-- Start Material shown --

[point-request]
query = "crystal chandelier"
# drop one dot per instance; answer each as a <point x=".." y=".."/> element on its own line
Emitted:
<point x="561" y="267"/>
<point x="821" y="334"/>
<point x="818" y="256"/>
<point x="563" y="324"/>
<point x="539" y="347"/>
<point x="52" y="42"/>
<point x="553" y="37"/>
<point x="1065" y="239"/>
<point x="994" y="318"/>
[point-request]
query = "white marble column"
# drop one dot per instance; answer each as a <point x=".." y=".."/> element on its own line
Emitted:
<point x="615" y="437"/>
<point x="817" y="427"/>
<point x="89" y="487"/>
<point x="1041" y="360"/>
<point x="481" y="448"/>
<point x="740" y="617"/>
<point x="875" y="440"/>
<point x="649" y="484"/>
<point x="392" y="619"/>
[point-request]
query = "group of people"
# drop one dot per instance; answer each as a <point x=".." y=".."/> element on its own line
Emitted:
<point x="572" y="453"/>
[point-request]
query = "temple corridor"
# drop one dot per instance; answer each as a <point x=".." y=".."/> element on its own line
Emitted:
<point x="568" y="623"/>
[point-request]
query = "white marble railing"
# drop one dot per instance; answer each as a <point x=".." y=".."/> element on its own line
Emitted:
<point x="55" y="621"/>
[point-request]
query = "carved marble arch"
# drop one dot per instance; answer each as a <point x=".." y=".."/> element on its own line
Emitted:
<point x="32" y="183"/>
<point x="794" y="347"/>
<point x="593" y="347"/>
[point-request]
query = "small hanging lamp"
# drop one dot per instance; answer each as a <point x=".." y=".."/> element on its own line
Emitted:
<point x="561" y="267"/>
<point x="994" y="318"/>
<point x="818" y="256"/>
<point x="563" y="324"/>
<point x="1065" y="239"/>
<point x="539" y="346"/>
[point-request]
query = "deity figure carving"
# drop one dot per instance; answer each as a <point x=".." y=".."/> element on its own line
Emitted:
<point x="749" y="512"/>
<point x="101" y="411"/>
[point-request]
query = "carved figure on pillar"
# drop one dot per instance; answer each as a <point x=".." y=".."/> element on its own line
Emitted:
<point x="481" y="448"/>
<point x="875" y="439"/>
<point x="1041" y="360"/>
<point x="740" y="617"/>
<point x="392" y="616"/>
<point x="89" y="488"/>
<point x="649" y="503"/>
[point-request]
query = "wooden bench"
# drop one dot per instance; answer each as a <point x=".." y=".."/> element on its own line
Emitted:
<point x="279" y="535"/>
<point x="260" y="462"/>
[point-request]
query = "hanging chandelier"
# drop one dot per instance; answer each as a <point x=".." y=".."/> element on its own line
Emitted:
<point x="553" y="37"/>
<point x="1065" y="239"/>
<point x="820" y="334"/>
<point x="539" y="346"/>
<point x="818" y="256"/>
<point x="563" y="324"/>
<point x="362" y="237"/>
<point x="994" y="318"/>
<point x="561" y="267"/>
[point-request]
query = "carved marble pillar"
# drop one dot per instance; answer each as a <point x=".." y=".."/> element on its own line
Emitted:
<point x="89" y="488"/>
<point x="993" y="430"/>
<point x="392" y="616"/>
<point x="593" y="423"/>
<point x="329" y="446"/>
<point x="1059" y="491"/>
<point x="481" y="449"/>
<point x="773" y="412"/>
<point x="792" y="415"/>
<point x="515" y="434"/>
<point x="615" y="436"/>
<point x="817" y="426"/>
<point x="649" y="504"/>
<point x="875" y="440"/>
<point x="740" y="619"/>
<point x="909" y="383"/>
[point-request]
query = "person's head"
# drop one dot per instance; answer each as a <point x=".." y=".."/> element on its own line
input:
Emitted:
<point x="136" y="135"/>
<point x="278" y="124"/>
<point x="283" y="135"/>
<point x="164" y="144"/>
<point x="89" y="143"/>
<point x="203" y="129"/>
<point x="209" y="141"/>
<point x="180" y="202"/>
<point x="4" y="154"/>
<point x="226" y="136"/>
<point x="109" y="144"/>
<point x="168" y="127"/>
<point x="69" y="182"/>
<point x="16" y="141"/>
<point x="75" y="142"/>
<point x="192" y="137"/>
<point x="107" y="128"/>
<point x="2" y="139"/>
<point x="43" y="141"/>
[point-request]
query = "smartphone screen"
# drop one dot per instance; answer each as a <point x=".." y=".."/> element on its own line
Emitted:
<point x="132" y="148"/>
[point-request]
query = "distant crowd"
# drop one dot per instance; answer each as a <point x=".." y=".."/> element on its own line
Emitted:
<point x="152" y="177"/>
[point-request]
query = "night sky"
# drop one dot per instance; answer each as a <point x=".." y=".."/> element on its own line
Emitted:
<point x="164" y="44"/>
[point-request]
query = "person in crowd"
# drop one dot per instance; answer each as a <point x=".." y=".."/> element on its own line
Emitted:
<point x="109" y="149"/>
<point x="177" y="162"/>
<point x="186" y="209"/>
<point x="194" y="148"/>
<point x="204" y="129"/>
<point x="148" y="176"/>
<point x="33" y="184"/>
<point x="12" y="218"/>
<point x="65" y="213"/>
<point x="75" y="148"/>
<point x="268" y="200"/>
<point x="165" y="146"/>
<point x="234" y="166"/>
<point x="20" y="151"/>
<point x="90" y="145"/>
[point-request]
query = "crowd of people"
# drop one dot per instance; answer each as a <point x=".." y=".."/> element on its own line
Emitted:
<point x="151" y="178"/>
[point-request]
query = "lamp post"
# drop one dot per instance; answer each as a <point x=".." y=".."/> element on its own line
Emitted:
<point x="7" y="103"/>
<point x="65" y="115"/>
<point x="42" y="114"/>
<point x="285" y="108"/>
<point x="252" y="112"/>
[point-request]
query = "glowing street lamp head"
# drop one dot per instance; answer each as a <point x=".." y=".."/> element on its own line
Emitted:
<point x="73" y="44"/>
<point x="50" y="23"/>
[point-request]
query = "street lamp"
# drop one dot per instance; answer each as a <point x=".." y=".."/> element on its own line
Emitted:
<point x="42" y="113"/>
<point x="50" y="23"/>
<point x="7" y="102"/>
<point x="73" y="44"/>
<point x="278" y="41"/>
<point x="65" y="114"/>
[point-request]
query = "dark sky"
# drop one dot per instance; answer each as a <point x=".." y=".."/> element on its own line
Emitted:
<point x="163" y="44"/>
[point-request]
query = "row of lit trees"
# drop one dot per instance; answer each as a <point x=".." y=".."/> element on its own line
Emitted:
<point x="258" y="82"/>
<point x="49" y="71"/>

-- End Material shown --

Instruction>
Return all of the entries exactly as they were supplied.

Response to the exercise>
[point-request]
query = "crystal chandelier"
# drop one dot per instance; answer each as a <point x=".." y=".."/> element on its own line
Emitted:
<point x="561" y="267"/>
<point x="821" y="334"/>
<point x="818" y="256"/>
<point x="563" y="324"/>
<point x="539" y="347"/>
<point x="52" y="42"/>
<point x="553" y="37"/>
<point x="1065" y="239"/>
<point x="994" y="318"/>
[point-request]
query = "white marble column"
# drop one dot per instance; answer each as a <point x=".." y=".."/> element on its own line
Emitted:
<point x="615" y="437"/>
<point x="817" y="427"/>
<point x="89" y="487"/>
<point x="1041" y="360"/>
<point x="481" y="448"/>
<point x="740" y="617"/>
<point x="875" y="440"/>
<point x="649" y="484"/>
<point x="392" y="619"/>
[point-request]
query = "group of people"
# drop one dot per instance; answer each as a <point x=".." y=".."/> element on its own line
Emitted:
<point x="572" y="453"/>
[point-request]
query = "temple corridor"
# drop one dot per instance; answer each as a <point x=".." y=".."/> element on its own line
Emitted:
<point x="568" y="623"/>
[point-request]
query = "white marble railing"
# drop one dot per instance; answer each as a <point x=".." y=".."/> element on its own line
Emitted:
<point x="55" y="621"/>
[point-request]
query = "carved marble arch"
# drop one dot per instance; answer each as a <point x=".." y=".."/> element on its own line
Emitted:
<point x="32" y="183"/>
<point x="794" y="347"/>
<point x="593" y="347"/>
[point-request]
query = "small hanging lamp"
# drop one dot per instance; answer each as a <point x=".." y=".."/> element on its own line
Emitted:
<point x="561" y="267"/>
<point x="994" y="318"/>
<point x="818" y="256"/>
<point x="563" y="324"/>
<point x="1065" y="239"/>
<point x="539" y="346"/>
[point-request]
query = "deity figure carving"
# drop one dot per instance; answer each as a <point x=".." y=".."/> element on its own line
Emitted:
<point x="749" y="512"/>
<point x="101" y="411"/>
[point-request]
query = "carved figure on pillar"
# drop one dot per instance; answer each as a <point x=".." y=".."/> element on its own line
Emitted:
<point x="481" y="448"/>
<point x="875" y="439"/>
<point x="1041" y="360"/>
<point x="740" y="617"/>
<point x="392" y="616"/>
<point x="89" y="488"/>
<point x="649" y="503"/>
[point-request]
query = "wooden bench"
# drop one dot per instance; answer each as a <point x=".." y=".."/> element on its own line
Emitted:
<point x="279" y="535"/>
<point x="260" y="462"/>
[point-request]
query = "hanging chandelier"
# drop one dot per instance; answer each as a <point x=".." y=".."/> element on its own line
Emitted:
<point x="553" y="37"/>
<point x="1065" y="239"/>
<point x="820" y="334"/>
<point x="539" y="346"/>
<point x="818" y="256"/>
<point x="563" y="324"/>
<point x="362" y="237"/>
<point x="994" y="318"/>
<point x="561" y="267"/>
[point-request]
query = "carved marble pillar"
# drop one dot per instance; answer each as a <point x=".." y=".."/> element on its own line
Emitted:
<point x="89" y="488"/>
<point x="993" y="430"/>
<point x="392" y="616"/>
<point x="593" y="423"/>
<point x="329" y="446"/>
<point x="1059" y="491"/>
<point x="481" y="449"/>
<point x="773" y="412"/>
<point x="792" y="415"/>
<point x="515" y="434"/>
<point x="615" y="436"/>
<point x="817" y="426"/>
<point x="649" y="504"/>
<point x="875" y="440"/>
<point x="740" y="619"/>
<point x="909" y="383"/>
[point-request]
query = "person's head"
# drop one dot per instance; answer each as a <point x=".." y=".."/> element on its own line
input:
Emitted:
<point x="136" y="135"/>
<point x="278" y="124"/>
<point x="283" y="135"/>
<point x="164" y="144"/>
<point x="89" y="143"/>
<point x="203" y="129"/>
<point x="209" y="141"/>
<point x="180" y="202"/>
<point x="4" y="154"/>
<point x="226" y="136"/>
<point x="109" y="144"/>
<point x="168" y="127"/>
<point x="69" y="182"/>
<point x="16" y="141"/>
<point x="75" y="142"/>
<point x="192" y="137"/>
<point x="107" y="128"/>
<point x="2" y="139"/>
<point x="43" y="141"/>
[point-request]
query = "smartphone screen"
# drop one dot per instance; answer each as a <point x=".." y=".."/> element on its own line
Emitted:
<point x="132" y="148"/>
[point-request]
query = "distant crowd"
# drop one dot per instance; answer each as a <point x=".." y=".."/> element on its own line
Emitted:
<point x="152" y="177"/>
[point-request]
query = "night sky"
# drop one dot per instance; answer each as a <point x=".." y=".."/> element on its own line
Emitted:
<point x="164" y="44"/>
[point-request]
query = "person in crowd"
# drop one dot per instance; answer each as a <point x=".." y=".."/> element on its own line
Emitted:
<point x="109" y="149"/>
<point x="177" y="162"/>
<point x="186" y="209"/>
<point x="194" y="148"/>
<point x="204" y="129"/>
<point x="148" y="176"/>
<point x="33" y="184"/>
<point x="12" y="218"/>
<point x="65" y="213"/>
<point x="75" y="148"/>
<point x="268" y="200"/>
<point x="165" y="146"/>
<point x="234" y="166"/>
<point x="20" y="151"/>
<point x="90" y="145"/>
[point-request]
query = "crowd of people"
# drop one dot per instance; answer each as a <point x=".." y=".."/> element on its own line
Emitted:
<point x="151" y="178"/>
[point-request]
query = "lamp post"
# drop one dot per instance; answer each as a <point x=".." y=".."/> element on its own line
Emitted:
<point x="7" y="103"/>
<point x="65" y="115"/>
<point x="42" y="114"/>
<point x="285" y="108"/>
<point x="252" y="112"/>
[point-request]
query = "glowing street lamp head"
# drop one dot per instance; answer each as a <point x=".." y=".."/> element on its own line
Emitted:
<point x="73" y="44"/>
<point x="50" y="23"/>
[point-request]
query = "street lamp"
# drop one dot per instance; answer each as a <point x=".." y=".."/> element on its own line
Emitted:
<point x="42" y="113"/>
<point x="50" y="23"/>
<point x="7" y="102"/>
<point x="73" y="44"/>
<point x="278" y="41"/>
<point x="65" y="114"/>
[point-request]
query = "dark sky"
# drop one dot per instance; answer each as a <point x=".." y=".."/> element on its own line
Emitted:
<point x="163" y="44"/>
[point-request]
query = "row of lit trees"
# drop one dot per instance; answer each as a <point x=".." y=".."/> element on its own line
Emitted:
<point x="258" y="82"/>
<point x="49" y="71"/>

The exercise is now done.